What were the supposed advantages of leather over quill?
Well it’s from a period that’s not quite my interest, and I’ve only dabbled in it. But in the late 18th century the French were talking about voicing harpsichords in this manner – as opposed to using quill – because they believed that one had much more control over the sound and that it was much more expressive, or even vocal – words to that effect. And I mean of course one says that that takes into account the changes of taste that were going on between the 1760s and 1780s, I think, anyway. And the interest in dynamic gradations were much much more interesting at that time. BUT that’s where they got the idea in the early 20th century – from these late 18th century French harpsichords and thinking “well if they were singing the praises of them so much back then well maybe we ought to do the same thing.”
How quickly does the leather lose its quality?
Well, in the case of Xenakis it goes within a few days [laughs] so – like I said – for me, I felt like there was an extremely noticeable difference within the space of a week or two. That’s of course subjecting it to several hours of practice every day over those two weeks. But for what it’s worth, you can tell that even after a short amount of time like that, it does not take long for the quality to diminish, both in terms of tone and volume. So I think leaving it to an oboe player to take care of the harpsichord from the other side of the world…they were doomed! It’s no wonder – I read the material in the file and I mean the complaints are there and they’re obvious – when people say “this harpsichord makes no sound” – well, they were right! [laughs]
And I imagine that most of those leather plectra would have been exactly the same ones as when it first arrived from London. And given the fact that it had been in a boat, slinking around in its tin-lined case, then I can’t even imagine it would have been particularly amazing when it was first offloaded.
Maybe if Goff had the chance to come over he could have done something to it. I’m sure of it. But to what effect? None – it would have taken only another couple of weeks for it to have lost its tone.
So Paul and you decide – let’s do something different.

◆ Data block ◆

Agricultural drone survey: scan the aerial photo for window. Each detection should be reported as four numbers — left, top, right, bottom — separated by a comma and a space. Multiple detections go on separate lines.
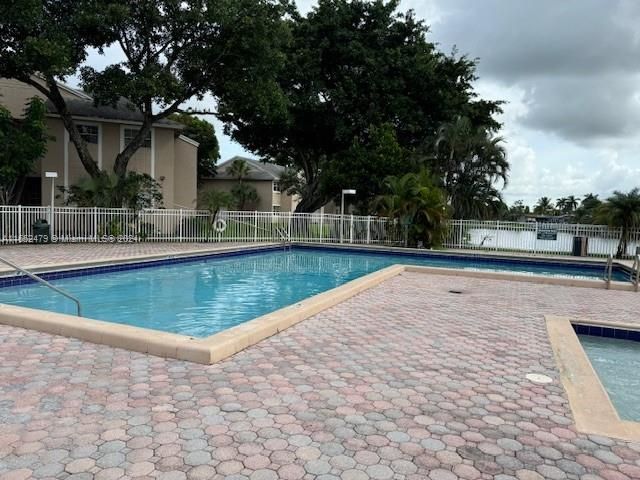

◆ Written request ◆
From the harpsichord interview, write out word for word the passage starting with "Maybe if Goff" and going on through "do something different.".

◆ Exercise solution ◆
Maybe if Goff had the chance to come over he could have done something to it. I’m sure of it. But to what effect? None – it would have taken only another couple of weeks for it to have lost its tone.
So Paul and you decide – let’s do something different.